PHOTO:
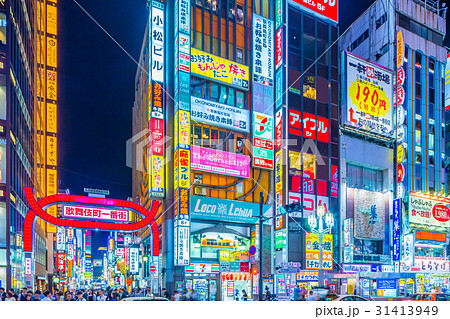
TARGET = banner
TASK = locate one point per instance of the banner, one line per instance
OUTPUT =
(429, 210)
(313, 251)
(218, 69)
(218, 114)
(369, 96)
(215, 161)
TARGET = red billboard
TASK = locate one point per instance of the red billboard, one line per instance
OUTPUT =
(326, 8)
(309, 126)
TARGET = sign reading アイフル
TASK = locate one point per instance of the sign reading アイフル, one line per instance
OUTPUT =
(219, 69)
(369, 96)
(428, 210)
(327, 9)
(206, 208)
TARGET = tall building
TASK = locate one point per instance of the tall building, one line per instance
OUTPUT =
(392, 66)
(28, 128)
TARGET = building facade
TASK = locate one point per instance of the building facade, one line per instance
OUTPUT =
(405, 182)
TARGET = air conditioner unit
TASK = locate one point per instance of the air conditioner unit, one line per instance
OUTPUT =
(198, 190)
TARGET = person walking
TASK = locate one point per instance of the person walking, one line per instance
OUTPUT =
(37, 296)
(101, 296)
(80, 296)
(47, 296)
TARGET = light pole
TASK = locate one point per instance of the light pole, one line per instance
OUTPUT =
(321, 223)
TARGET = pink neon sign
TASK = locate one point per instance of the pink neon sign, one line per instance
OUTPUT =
(215, 161)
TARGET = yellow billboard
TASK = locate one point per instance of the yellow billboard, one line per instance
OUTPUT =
(51, 151)
(51, 117)
(52, 20)
(219, 69)
(313, 251)
(52, 57)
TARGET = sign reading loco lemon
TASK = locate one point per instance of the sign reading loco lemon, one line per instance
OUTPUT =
(313, 251)
(428, 210)
(219, 69)
(369, 96)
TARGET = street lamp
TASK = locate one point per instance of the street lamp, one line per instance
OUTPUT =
(321, 223)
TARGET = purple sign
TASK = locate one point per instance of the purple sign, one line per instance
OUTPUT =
(215, 161)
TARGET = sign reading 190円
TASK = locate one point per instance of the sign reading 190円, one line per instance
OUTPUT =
(369, 96)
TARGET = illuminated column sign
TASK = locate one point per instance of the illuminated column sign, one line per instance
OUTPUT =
(263, 90)
(46, 106)
(156, 98)
(182, 133)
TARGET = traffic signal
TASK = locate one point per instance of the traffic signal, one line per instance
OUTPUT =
(291, 208)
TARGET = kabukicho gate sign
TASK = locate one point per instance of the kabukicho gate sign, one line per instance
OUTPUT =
(89, 213)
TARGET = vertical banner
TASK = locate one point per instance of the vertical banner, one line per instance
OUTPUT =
(396, 230)
(263, 92)
(156, 99)
(182, 133)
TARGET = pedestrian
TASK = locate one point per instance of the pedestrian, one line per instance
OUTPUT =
(311, 296)
(267, 293)
(165, 294)
(101, 296)
(80, 296)
(2, 293)
(37, 296)
(23, 295)
(297, 294)
(10, 297)
(47, 296)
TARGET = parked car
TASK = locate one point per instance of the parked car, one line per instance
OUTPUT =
(431, 296)
(145, 299)
(351, 298)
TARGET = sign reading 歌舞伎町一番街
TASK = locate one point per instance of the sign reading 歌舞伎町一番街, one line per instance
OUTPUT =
(206, 208)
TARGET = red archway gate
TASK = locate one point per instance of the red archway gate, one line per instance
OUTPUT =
(37, 208)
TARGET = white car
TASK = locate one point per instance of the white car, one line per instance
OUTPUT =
(350, 298)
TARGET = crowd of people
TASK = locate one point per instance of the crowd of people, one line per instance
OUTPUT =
(109, 294)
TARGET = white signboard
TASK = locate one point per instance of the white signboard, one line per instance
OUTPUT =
(134, 260)
(369, 96)
(183, 246)
(95, 213)
(60, 239)
(157, 45)
(28, 266)
(263, 60)
(217, 114)
(408, 250)
(310, 203)
(429, 210)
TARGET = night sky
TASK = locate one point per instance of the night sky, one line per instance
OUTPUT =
(96, 89)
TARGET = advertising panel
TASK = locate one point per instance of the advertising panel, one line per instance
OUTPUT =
(327, 9)
(134, 260)
(262, 140)
(218, 114)
(369, 212)
(429, 210)
(309, 126)
(396, 230)
(219, 69)
(95, 213)
(369, 96)
(263, 50)
(157, 42)
(215, 161)
(313, 251)
(157, 175)
(206, 208)
(60, 239)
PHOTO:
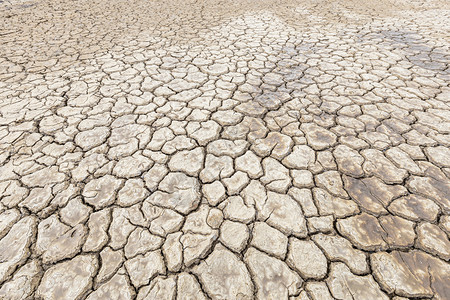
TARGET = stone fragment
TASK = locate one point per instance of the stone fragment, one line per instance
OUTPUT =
(224, 276)
(435, 186)
(159, 288)
(111, 262)
(173, 252)
(377, 164)
(98, 225)
(23, 283)
(215, 218)
(415, 208)
(269, 240)
(332, 182)
(364, 231)
(69, 279)
(431, 239)
(337, 248)
(37, 199)
(283, 213)
(302, 178)
(177, 191)
(345, 285)
(230, 148)
(236, 183)
(44, 177)
(203, 132)
(320, 224)
(56, 241)
(411, 274)
(403, 161)
(400, 232)
(272, 100)
(234, 235)
(214, 192)
(307, 259)
(276, 176)
(364, 194)
(318, 138)
(439, 155)
(349, 161)
(250, 164)
(101, 192)
(301, 157)
(272, 277)
(120, 228)
(117, 288)
(143, 268)
(196, 246)
(141, 241)
(162, 221)
(188, 288)
(235, 209)
(132, 166)
(75, 212)
(187, 161)
(132, 192)
(154, 176)
(305, 199)
(89, 139)
(318, 290)
(216, 168)
(276, 145)
(7, 219)
(330, 205)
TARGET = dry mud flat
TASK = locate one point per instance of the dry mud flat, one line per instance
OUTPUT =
(224, 150)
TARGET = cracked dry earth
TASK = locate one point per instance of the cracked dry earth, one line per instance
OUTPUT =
(224, 150)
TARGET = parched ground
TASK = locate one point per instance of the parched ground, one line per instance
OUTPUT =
(224, 149)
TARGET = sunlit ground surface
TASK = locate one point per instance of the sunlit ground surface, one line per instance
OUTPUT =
(224, 149)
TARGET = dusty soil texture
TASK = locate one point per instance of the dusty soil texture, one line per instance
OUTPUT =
(224, 149)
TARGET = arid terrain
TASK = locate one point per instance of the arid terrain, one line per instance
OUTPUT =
(224, 149)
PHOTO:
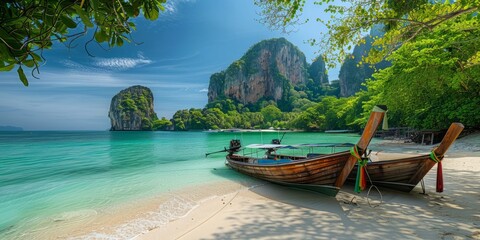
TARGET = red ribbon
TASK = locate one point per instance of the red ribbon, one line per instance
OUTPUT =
(439, 177)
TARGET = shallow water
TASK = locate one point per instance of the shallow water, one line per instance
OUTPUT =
(52, 178)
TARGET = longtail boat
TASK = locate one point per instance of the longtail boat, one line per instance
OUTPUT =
(325, 174)
(405, 173)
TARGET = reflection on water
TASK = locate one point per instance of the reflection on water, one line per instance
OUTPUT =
(51, 180)
(131, 149)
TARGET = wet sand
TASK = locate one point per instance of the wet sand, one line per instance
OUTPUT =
(268, 211)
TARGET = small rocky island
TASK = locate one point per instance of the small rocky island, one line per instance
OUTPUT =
(132, 110)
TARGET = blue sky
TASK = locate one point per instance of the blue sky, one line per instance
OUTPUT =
(178, 53)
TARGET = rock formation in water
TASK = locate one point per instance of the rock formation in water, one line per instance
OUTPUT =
(132, 110)
(352, 74)
(267, 71)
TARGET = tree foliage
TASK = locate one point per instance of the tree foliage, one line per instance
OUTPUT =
(27, 27)
(404, 21)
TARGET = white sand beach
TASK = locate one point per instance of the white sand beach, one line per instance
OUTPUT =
(268, 211)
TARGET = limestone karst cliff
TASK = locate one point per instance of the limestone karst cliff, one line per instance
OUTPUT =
(267, 71)
(132, 110)
(352, 73)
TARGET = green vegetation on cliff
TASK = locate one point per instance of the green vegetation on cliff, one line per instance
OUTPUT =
(132, 110)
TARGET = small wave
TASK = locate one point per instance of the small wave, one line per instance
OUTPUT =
(175, 208)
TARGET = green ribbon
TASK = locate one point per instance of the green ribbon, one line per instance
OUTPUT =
(434, 157)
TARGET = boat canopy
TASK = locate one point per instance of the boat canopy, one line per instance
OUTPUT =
(270, 146)
(324, 145)
(296, 146)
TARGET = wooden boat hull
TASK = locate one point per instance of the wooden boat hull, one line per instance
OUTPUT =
(394, 174)
(405, 173)
(318, 174)
(325, 174)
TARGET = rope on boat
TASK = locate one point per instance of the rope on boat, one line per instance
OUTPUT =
(438, 160)
(360, 183)
(369, 189)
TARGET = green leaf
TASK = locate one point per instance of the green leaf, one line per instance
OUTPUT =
(7, 68)
(29, 63)
(83, 15)
(100, 36)
(22, 76)
(119, 42)
(68, 21)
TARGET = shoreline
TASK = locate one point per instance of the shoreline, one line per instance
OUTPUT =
(271, 211)
(247, 208)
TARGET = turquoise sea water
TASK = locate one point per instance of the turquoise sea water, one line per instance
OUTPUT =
(45, 176)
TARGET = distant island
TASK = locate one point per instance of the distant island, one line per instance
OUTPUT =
(10, 129)
(272, 86)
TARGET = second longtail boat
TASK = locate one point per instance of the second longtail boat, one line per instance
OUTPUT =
(325, 174)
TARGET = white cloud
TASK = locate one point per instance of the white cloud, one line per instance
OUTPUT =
(120, 63)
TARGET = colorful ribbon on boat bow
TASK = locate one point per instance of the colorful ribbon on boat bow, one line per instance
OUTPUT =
(361, 181)
(434, 158)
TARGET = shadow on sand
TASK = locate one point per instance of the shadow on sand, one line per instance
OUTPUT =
(297, 214)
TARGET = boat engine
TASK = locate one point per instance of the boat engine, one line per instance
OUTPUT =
(276, 141)
(235, 146)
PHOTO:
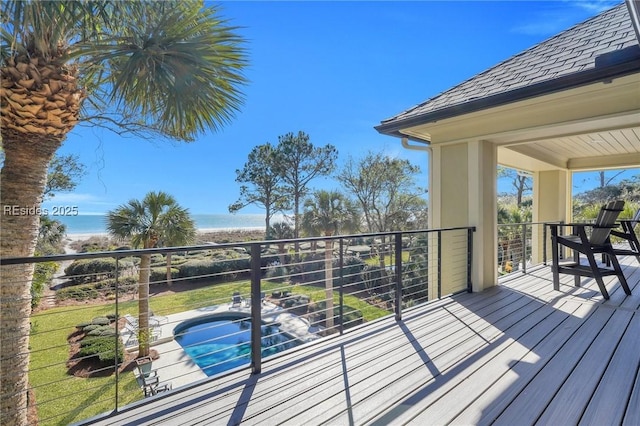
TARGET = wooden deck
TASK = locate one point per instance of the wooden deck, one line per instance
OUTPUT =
(520, 353)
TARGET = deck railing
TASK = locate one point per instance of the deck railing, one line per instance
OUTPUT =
(522, 245)
(250, 300)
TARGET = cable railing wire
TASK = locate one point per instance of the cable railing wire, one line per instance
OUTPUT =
(286, 297)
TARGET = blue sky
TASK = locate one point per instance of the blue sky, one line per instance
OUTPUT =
(331, 69)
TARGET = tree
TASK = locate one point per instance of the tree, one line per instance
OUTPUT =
(154, 69)
(298, 163)
(155, 220)
(280, 231)
(329, 213)
(520, 181)
(386, 191)
(264, 187)
(63, 174)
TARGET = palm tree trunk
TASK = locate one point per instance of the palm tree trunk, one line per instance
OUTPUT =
(328, 267)
(143, 306)
(169, 269)
(23, 179)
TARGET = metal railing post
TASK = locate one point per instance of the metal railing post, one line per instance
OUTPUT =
(544, 244)
(469, 258)
(439, 264)
(256, 311)
(524, 248)
(340, 291)
(398, 252)
(117, 335)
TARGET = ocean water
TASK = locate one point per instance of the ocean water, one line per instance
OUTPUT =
(96, 224)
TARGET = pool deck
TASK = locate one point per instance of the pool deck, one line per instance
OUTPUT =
(176, 367)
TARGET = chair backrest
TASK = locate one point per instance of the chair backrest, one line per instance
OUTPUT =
(605, 221)
(635, 219)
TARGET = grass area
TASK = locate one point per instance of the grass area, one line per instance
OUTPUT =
(63, 399)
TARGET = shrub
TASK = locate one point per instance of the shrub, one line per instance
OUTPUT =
(83, 324)
(351, 316)
(78, 292)
(97, 331)
(125, 284)
(101, 321)
(42, 274)
(159, 274)
(218, 267)
(277, 272)
(103, 347)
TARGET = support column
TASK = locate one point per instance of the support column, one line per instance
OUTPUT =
(551, 203)
(463, 192)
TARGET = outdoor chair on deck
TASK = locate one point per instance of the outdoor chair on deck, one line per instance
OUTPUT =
(598, 242)
(236, 300)
(150, 382)
(627, 232)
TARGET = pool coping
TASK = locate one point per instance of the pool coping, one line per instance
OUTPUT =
(174, 365)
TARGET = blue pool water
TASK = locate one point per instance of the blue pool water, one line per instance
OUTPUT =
(218, 343)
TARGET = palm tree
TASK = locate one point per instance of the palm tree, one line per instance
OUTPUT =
(157, 218)
(154, 69)
(328, 213)
(280, 231)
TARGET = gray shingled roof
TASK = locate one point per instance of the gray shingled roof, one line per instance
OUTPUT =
(572, 51)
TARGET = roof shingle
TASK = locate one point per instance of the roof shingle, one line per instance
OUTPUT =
(573, 50)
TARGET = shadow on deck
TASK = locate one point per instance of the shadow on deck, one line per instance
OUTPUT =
(519, 353)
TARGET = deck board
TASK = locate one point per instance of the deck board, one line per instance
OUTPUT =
(518, 353)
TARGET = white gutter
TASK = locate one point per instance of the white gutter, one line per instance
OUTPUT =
(634, 13)
(425, 147)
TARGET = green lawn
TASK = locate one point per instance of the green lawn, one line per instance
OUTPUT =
(63, 399)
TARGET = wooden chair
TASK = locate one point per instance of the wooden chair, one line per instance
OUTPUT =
(627, 232)
(598, 242)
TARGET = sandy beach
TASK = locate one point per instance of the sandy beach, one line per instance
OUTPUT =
(217, 235)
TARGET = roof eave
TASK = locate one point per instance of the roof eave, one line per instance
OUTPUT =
(608, 66)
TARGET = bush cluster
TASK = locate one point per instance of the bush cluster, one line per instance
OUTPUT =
(92, 270)
(92, 291)
(99, 340)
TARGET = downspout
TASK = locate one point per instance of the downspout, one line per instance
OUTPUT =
(424, 147)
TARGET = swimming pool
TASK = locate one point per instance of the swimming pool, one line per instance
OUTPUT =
(220, 342)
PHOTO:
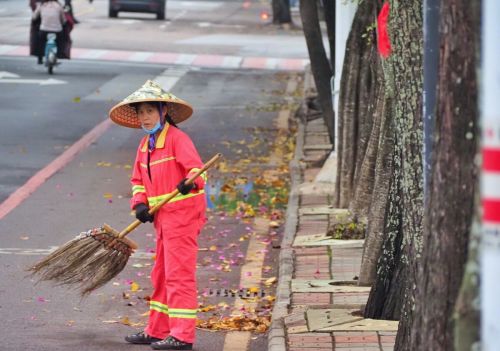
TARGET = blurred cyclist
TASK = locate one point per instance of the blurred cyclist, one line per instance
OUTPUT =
(52, 18)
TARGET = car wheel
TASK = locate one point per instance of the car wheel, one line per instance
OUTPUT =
(112, 13)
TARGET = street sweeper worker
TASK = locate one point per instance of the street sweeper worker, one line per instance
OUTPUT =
(165, 158)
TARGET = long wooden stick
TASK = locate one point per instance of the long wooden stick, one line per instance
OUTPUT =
(173, 194)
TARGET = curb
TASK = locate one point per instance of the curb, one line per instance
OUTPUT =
(277, 336)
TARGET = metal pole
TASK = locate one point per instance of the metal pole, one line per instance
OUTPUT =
(490, 177)
(431, 61)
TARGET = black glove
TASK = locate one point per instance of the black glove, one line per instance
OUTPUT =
(185, 188)
(142, 214)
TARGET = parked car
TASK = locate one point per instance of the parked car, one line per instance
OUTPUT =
(149, 6)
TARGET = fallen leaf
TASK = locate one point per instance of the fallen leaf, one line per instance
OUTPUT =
(274, 224)
(270, 281)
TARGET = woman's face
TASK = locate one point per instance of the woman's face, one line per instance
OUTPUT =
(148, 114)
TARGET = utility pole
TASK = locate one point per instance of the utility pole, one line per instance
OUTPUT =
(490, 177)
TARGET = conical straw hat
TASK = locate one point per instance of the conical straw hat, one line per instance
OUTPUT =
(126, 115)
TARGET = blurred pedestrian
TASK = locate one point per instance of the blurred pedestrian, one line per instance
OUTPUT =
(69, 9)
(33, 4)
(52, 19)
(166, 156)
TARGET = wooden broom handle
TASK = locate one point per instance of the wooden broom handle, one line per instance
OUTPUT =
(173, 194)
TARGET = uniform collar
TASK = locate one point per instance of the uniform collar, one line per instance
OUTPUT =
(160, 142)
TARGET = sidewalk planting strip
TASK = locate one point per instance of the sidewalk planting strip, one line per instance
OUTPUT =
(322, 291)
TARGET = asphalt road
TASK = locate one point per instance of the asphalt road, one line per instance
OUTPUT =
(39, 122)
(195, 27)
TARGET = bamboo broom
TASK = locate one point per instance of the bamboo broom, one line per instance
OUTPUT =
(98, 255)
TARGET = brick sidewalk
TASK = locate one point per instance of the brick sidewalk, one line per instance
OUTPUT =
(325, 264)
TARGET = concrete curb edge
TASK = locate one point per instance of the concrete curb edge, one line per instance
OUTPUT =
(277, 337)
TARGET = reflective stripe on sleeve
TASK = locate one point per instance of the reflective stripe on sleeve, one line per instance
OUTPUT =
(181, 313)
(154, 163)
(138, 189)
(154, 200)
(158, 306)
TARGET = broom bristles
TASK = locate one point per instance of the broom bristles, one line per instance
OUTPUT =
(87, 262)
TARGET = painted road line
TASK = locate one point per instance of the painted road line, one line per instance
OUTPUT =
(22, 193)
(5, 74)
(232, 61)
(4, 49)
(140, 56)
(185, 59)
(48, 81)
(200, 60)
(93, 54)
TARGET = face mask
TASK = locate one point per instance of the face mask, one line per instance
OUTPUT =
(156, 128)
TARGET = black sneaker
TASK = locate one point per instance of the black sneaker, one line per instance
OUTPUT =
(171, 343)
(141, 338)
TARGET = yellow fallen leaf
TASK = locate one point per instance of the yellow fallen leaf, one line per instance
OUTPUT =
(207, 308)
(134, 287)
(270, 281)
(274, 224)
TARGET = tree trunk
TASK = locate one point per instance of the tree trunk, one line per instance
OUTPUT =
(281, 12)
(320, 66)
(356, 102)
(374, 238)
(329, 6)
(449, 210)
(392, 296)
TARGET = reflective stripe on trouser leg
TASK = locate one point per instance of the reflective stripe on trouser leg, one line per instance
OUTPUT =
(180, 272)
(158, 324)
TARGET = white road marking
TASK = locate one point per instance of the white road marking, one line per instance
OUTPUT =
(4, 74)
(49, 81)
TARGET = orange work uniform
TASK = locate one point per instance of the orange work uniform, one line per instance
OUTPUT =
(156, 174)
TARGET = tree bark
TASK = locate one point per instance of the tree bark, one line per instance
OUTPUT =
(356, 102)
(374, 238)
(320, 66)
(393, 293)
(449, 211)
(281, 12)
(329, 6)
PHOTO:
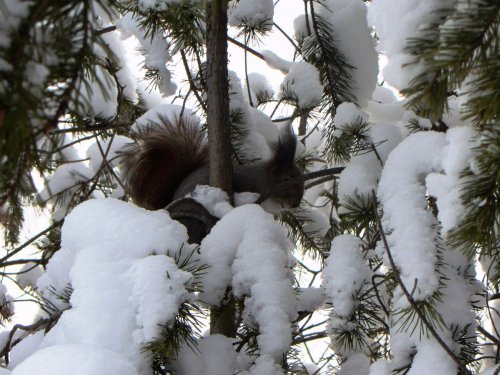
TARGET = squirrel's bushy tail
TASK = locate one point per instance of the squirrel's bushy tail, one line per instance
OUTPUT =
(161, 158)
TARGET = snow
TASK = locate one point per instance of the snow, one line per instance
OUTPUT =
(310, 299)
(24, 349)
(28, 275)
(234, 250)
(215, 200)
(316, 222)
(109, 148)
(251, 13)
(264, 365)
(11, 14)
(406, 221)
(62, 360)
(431, 359)
(156, 5)
(214, 355)
(276, 62)
(358, 179)
(66, 177)
(354, 40)
(124, 282)
(357, 364)
(171, 112)
(348, 113)
(397, 20)
(446, 186)
(159, 291)
(154, 48)
(260, 88)
(345, 273)
(98, 95)
(302, 84)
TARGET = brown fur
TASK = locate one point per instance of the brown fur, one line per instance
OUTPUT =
(163, 156)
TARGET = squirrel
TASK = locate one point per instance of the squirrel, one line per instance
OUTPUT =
(170, 158)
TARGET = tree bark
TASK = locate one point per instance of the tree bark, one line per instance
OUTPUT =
(220, 158)
(223, 317)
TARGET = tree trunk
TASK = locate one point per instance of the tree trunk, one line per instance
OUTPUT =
(223, 317)
(221, 167)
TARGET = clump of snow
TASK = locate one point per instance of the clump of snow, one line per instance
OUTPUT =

··········

## Written task
Give back word for word the lines from the one containing "TARGET = reflective stripe on trouser leg" through the final line of the data above. Pictures are to be left out.

## Solution below
TARGET = reflective stripe on trouser leg
TASK = locate one point per instance of the reflective stripe on trouser leg, one line per instance
OUTPUT =
(180, 272)
(158, 324)
TARGET = white road marking
TASK = locate one point per instance of the white road marking, one line per instance
OUTPUT =
(4, 74)
(49, 81)
TARGET = orange work uniform
TASK = locate one point per instance of the orange work uniform, one line per instance
OUTPUT =
(156, 174)
TARGET = tree bark
TASK = locate one point per instance of the tree bark, one line per instance
OUTPUT =
(356, 102)
(374, 238)
(320, 66)
(393, 293)
(449, 211)
(281, 12)
(329, 6)
PHOTO:
TARGET = squirrel's bushy tail
TASK = locate one point per instance of the squirrel's bushy tail, one line per instance
OUTPUT =
(161, 158)
TARGET = snow
TASK = locate one point per instance of the snow, one line per instance
OUTPUT =
(310, 299)
(24, 349)
(28, 275)
(234, 250)
(215, 200)
(316, 222)
(109, 148)
(251, 13)
(264, 365)
(11, 14)
(406, 221)
(62, 360)
(431, 359)
(156, 5)
(214, 355)
(276, 62)
(358, 179)
(66, 177)
(354, 40)
(124, 282)
(357, 364)
(171, 112)
(348, 113)
(397, 20)
(446, 186)
(159, 291)
(154, 48)
(260, 88)
(345, 273)
(98, 95)
(302, 84)
TARGET = brown fur
TASK = locate one point per instance of the brown fur, one line per instance
OUTPUT =
(163, 156)
TARGET = squirrel
TASK = locate one point per instance of the squirrel, one line per instance
OUTPUT =
(170, 158)
TARGET = tree bark
TASK = locate one point per instance of the tree bark, one line per instance
OUTPUT =
(220, 158)
(223, 317)
TARGET = tree trunk
TASK = locate one point per instance of the tree trunk, one line per instance
OUTPUT =
(223, 317)
(221, 167)
TARGET = clump of snow
TASK = locate one point per instance of the clump of snow, one line per instance
OUTPUT =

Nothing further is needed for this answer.